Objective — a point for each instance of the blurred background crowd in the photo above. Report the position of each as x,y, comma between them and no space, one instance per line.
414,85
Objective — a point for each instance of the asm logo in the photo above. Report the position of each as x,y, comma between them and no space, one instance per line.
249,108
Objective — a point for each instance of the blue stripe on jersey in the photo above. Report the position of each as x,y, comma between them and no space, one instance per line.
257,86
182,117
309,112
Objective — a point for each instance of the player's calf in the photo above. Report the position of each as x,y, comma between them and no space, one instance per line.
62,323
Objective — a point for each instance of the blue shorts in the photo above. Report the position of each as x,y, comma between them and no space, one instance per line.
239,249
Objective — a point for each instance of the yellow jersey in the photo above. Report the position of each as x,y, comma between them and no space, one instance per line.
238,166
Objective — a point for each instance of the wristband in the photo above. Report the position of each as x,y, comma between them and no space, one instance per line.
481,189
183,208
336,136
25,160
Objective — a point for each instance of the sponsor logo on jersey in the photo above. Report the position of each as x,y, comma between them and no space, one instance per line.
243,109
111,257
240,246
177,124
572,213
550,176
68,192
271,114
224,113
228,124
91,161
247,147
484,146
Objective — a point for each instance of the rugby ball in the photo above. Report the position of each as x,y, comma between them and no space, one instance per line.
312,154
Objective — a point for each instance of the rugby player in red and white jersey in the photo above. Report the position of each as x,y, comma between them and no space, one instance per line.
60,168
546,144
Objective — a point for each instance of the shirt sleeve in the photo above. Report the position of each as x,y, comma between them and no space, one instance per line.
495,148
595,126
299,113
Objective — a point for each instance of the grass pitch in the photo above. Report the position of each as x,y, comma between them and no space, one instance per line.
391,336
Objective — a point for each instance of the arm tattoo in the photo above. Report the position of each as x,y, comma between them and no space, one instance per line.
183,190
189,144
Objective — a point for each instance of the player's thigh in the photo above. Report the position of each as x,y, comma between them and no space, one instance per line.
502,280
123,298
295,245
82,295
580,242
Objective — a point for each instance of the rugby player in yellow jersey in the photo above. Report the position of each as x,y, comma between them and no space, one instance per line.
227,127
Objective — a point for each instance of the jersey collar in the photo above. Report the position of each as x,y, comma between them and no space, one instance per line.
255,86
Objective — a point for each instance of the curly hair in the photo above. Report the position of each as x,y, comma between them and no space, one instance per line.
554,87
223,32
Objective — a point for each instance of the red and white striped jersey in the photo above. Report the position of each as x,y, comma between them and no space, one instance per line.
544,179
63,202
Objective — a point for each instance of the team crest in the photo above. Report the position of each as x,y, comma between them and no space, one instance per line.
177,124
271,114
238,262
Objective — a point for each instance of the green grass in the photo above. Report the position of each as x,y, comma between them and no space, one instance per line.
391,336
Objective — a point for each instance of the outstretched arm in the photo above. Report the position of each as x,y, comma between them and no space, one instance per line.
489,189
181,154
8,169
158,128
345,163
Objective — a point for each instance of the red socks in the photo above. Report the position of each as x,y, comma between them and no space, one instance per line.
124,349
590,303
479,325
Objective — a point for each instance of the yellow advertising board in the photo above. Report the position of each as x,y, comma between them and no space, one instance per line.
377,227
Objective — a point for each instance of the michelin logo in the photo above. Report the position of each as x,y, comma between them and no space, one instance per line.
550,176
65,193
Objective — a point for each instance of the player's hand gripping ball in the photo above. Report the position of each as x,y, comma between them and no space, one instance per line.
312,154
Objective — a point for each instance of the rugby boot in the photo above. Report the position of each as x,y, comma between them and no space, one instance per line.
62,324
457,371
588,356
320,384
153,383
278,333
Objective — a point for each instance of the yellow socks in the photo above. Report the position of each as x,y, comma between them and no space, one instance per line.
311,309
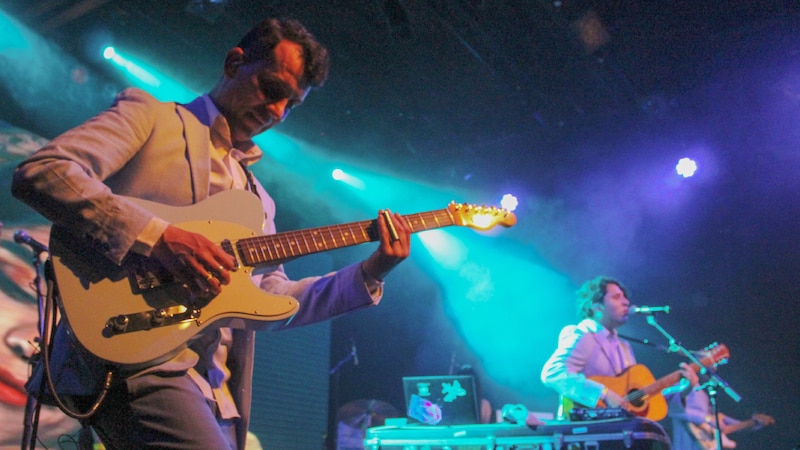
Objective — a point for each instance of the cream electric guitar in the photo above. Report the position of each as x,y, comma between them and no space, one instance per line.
705,433
137,313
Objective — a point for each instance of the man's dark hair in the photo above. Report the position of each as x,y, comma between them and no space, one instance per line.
593,292
258,44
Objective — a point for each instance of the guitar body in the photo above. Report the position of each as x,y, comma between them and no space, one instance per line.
633,379
138,313
94,291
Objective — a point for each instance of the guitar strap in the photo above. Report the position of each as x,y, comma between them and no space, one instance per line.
251,185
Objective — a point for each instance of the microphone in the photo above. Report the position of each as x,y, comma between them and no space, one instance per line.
650,309
21,237
354,352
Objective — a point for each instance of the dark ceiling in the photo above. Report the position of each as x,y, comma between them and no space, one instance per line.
564,100
444,86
-.-.-
- **Exercise objective**: Excluding the pictures, reproduce every entry exactly as given.

- **Output for this task**:
Objective — a point for each instance of the blurred background crowd in the photo above. Report the position of each as x,y, comma between them and no space, one instance per line.
414,85
Objective — a point for each instance of the asm logo in the photo above. Report the position of each as x,y, comma between them and no space, one instance per line.
249,108
Objective — a point for each instance of the blue stripe on jersey in the photo above. Report the position of each as x,y, comma between them and no space, one instance per line.
257,86
182,117
309,112
Objective — a point for each instance of the player's calf in the photo above. Report the position of each as x,y, comma between them and no space, one instance per line.
62,323
Objective — a point for each instance of the blue shorts in the photo above. Report the position of each as x,y, comma between them and no space, one instance per line.
239,249
Objective — a point for each instance of the yellow jersey in the photo above. Report the position of each as x,y, comma between them and no space, one instance per line.
238,166
Objective — a point for each instance of the wristband in the photo above. Report the position of each as x,y, comma between them and no space, one instance per line.
481,189
183,208
336,136
25,160
Objective — a point for each instance of the sponsor logo on jersey in the photo above. Report the position of each as x,y, comma between them and no space, one instance per line.
243,109
111,257
240,246
177,124
572,213
550,176
68,192
271,114
224,113
228,124
91,161
247,147
484,146
Objective — a point for each instance of the rugby ball in the photo above. Report the position of each as x,y, comma between them and no space, one instance per line.
312,154
Objective — a point for each instance of the rugby player in red and white jersey in the photo above. Report the position of each as x,y, comma between them and no space, one instance per line.
60,168
546,144
Objective — a point for each instance of the shirt sleeve in the photo above. Report the position of each as x,y, comma between them and no space, one instance per line.
495,148
595,126
299,113
Objective — a point for each instance of the grass pitch in the photo above. Report the position of each as x,y, comma between them and no space, one instance per line.
391,336
Objective — a point for each instance of the arm tattoo in the photo above. Report the position of each as x,y, comma between them and no space, one instance per line.
183,190
189,144
Objective — a point for each instance of the player's thigh in the photo above. Report the position of each as x,y, comma between them and no space, one instance per line.
502,280
123,298
295,245
82,295
580,242
Objective — a point for each instance of the rugby player in yellow jersey in the photo above. Report the position of each as x,y, comma between them and no space, one instance per line.
227,127
Objective — a point for each instance of the jersey collar in the photo above. Report the position of each as x,y, comma between them and no space, one instance per line.
255,86
Objective — a point for each instance of the curly hair in the photo above. Report the position of each as x,y, comma between them and no space, one instance per line.
554,87
223,32
Objective — a point for each instance of the red and white striped jersey in the photo above. Report the position of each as x,y, comma between them and no space, one instance per line.
544,179
63,202
Objective — a point for each instance of the team crest in the photo above. Report the position of each as x,y, comma between them and no space, one instance per line.
177,124
271,114
238,262
Objective — a point for each instance of the green grass in the photo above. Report the position of each as x,y, comma between them and no space, one instance per line.
391,336
Objective — a point for each instance of the outstretched arm in the photo above. Report the position of each as x,y, comma between them and no space, one instance per line.
489,189
181,154
8,169
158,128
345,163
Objective — a point for each instance of the red socks in the photo above. Report the position of each as x,y, comma between them and no space, one instance per line.
124,349
590,303
479,325
Objective — a point for each instance of the yellow advertising board in the photo above. Report the position of each as x,y, comma between them and no space, one instance per line.
377,227
Objective — a point for each instance of the michelin logo in the photo above. Report the position of each as x,y, comma between them and no space, one instance per line.
550,176
65,193
Objective — a point for each instance of the player's hand gripping ball in the photo above. Report the position of each as x,y, comma between them and no space, one instance per line.
312,154
Objective — a point for each instance of the rugby boot in the photo above. Report the position of each as x,y, comma between them and no space, one instance per line.
62,324
457,371
588,356
320,384
153,383
278,333
Objective — a point for each instance of the yellow socks in the photo above. Report the position of each as x,y, comma between them and no space, one instance per line.
311,309
Objective — a point for each instance of the cream electric guitar in the photo above. Report the position of each as x,y, comma between them and no space, one instance per line.
705,433
137,313
Objective — a point for each instance of the man's dark hair in the photo above. Report the position of each as x,y, comma between them and no space, one instance per line.
593,292
258,44
Objective — a point for each instance of the guitar body in the photo above. Report the position of each as x,y, comma between them and no space, one instance per line.
633,379
138,313
94,291
Objective — a point for each instance of the guitar strap in the photo above. Report the position of each as x,y, comma between them and no space, one instance per line.
251,185
Objective — a point for each instance of the microphone in the photo above. Report the position of each as x,y, comma between them and no space, one instance per line.
650,309
21,237
354,352
Objective — a point for each instance of the dark ceiling in the photo above. Report the position of each as x,y, comma between them and no space, one instance per line.
564,100
444,86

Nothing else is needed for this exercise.